━━ DATA FOR THIS TASK
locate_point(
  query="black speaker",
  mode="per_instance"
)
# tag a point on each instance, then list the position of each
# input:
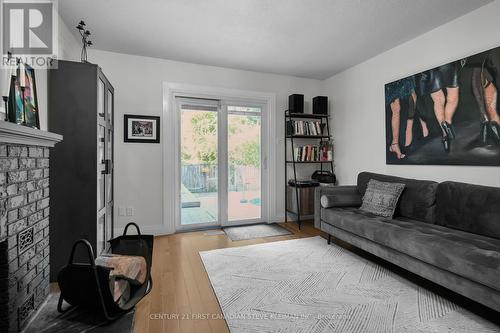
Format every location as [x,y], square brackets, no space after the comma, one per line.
[320,105]
[296,103]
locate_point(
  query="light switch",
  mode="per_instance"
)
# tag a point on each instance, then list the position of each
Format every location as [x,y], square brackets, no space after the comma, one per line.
[130,211]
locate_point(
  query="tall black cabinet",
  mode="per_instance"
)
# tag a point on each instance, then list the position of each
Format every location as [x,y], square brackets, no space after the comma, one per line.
[80,107]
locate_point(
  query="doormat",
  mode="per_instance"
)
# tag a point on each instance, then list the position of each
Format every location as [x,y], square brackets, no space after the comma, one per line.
[255,231]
━━━━
Give each line of the listing above as a numbered list, omitting any blank lines. Leave the pictures out of the answer.

RESULT BELOW:
1. locate_point(
2.   query="black speaker",
3.   mode="per_instance"
4. )
5. # tag a point on each instance, then list the position of each
6. # input:
7. Format every location as [x,y], square brackets, no space after the comma, one per line.
8. [320,105]
9. [296,103]
10. locate_point(
11.   query="light switch",
12.   mode="per_instance"
13. )
14. # tag a point on each instance, then list the position of each
15. Format every location as [x,y], square brackets, no space after the comma, one per line.
16. [130,211]
17. locate_point(
18.   query="tall black cabinet",
19.   mode="per_instance"
20. )
21. # tag a point on each instance, then list the position of each
22. Format every location as [x,y], square brackets, no space after the comma, one per line.
23. [80,107]
24. locate_point(
25.   query="doormat",
26.   mode="per_instance"
27. )
28. # tag a point on each instance, then list the position of each
29. Format every location as [x,y], square brackets, no space after the comma, one per line.
30. [255,231]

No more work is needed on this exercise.